Please scale the data from the line containing "of the grassy" through the end of the data, both ends included, by multiplying each point coordinate in the answers by 1.8 and rounding to a whole number, with halves rounding up. Give every one of those lines again, leaving the wording lines unchanged, and nothing else.

>> BEGIN

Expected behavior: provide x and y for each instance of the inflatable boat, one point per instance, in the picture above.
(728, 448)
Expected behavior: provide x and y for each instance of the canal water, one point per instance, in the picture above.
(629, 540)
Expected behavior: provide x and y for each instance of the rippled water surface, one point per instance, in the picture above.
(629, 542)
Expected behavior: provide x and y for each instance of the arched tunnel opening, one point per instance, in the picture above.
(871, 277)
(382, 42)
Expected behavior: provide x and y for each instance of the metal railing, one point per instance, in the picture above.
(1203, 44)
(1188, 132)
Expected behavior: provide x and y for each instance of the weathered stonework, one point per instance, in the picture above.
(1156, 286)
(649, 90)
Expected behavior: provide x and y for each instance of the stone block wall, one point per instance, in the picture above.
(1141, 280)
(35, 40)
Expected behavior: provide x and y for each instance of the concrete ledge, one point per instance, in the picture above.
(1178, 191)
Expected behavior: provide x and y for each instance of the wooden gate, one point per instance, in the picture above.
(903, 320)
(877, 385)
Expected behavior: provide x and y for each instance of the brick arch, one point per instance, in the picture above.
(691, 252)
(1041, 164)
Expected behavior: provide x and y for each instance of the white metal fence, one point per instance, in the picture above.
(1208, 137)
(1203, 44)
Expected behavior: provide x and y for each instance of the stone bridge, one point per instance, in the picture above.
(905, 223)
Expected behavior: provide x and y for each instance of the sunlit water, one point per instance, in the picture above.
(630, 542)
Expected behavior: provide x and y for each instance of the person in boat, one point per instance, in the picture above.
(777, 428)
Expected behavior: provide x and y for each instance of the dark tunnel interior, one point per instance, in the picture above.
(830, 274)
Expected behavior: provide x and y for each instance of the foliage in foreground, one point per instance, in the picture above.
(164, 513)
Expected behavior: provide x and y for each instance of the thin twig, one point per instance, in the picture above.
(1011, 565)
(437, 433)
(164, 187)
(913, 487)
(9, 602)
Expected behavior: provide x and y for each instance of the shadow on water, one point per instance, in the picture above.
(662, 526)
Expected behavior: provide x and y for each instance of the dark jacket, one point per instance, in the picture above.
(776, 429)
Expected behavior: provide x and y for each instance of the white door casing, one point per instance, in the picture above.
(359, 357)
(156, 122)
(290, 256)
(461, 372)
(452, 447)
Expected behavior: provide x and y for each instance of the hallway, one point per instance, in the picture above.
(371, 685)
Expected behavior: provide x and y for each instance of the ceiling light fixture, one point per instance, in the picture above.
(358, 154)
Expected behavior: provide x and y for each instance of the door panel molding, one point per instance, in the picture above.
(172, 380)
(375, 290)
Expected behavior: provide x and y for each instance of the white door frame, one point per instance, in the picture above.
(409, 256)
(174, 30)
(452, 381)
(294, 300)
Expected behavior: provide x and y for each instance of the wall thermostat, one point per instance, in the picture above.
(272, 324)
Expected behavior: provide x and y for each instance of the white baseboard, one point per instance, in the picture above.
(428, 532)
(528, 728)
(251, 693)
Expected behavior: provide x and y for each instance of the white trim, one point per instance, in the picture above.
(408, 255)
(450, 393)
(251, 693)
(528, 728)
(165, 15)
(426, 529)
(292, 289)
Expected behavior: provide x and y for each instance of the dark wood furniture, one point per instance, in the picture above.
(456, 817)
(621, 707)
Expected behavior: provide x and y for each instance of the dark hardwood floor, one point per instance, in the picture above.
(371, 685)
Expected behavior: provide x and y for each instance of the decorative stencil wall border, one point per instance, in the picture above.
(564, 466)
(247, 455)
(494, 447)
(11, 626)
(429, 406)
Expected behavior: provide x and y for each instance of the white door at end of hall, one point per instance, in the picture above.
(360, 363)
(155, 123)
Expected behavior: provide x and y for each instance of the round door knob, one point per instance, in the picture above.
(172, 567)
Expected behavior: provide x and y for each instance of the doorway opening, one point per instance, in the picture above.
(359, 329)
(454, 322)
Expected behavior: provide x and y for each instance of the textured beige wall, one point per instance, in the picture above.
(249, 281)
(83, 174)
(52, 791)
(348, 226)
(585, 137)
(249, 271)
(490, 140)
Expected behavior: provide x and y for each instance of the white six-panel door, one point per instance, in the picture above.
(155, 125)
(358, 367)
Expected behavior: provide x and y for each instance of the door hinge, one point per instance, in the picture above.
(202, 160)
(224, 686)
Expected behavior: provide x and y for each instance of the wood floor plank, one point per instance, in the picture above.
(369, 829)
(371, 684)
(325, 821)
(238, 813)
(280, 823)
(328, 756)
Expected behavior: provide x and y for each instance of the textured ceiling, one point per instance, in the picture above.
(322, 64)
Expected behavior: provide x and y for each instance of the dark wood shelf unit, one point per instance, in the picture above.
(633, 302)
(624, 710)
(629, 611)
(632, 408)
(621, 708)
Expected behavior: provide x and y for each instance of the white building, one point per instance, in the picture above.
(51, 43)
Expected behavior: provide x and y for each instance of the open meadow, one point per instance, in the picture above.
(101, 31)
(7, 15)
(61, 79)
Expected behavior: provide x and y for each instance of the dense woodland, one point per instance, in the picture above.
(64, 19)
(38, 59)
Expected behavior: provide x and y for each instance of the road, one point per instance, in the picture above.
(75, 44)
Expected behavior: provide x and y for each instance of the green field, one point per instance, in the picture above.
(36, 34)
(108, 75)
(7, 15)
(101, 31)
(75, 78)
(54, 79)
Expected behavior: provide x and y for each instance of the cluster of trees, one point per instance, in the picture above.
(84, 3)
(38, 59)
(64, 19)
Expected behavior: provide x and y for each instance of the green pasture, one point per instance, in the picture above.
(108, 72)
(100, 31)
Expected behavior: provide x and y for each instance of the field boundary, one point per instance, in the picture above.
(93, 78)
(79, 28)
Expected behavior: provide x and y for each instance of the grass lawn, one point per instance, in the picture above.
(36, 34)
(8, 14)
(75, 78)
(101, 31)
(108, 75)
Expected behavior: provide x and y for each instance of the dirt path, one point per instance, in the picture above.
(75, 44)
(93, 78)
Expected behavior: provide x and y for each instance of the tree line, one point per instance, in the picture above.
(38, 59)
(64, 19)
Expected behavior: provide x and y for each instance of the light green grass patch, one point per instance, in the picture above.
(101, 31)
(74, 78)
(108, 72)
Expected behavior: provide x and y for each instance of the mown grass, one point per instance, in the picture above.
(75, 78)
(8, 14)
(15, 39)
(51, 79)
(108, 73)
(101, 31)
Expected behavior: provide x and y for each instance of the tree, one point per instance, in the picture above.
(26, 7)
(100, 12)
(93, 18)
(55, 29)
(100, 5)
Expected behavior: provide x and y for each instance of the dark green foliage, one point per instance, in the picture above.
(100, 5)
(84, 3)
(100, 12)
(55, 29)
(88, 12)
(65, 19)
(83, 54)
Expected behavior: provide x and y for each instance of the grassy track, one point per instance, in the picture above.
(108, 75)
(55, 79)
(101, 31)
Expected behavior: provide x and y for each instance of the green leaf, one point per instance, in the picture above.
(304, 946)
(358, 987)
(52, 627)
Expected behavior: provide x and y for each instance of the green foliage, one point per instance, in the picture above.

>> END

_Response to this task_.
Expected behavior: provide x and y for each instance of the grassy track, one point per instance, in the picture above.
(194, 135)
(99, 142)
(182, 56)
Expected behavior: provide x and y for each instance of the green leaf, one point per instance, in the picture above.
(547, 1703)
(644, 1777)
(94, 1129)
Expected behavior: provide x and y for each instance of the green foliage, one point per instance, in the picture above.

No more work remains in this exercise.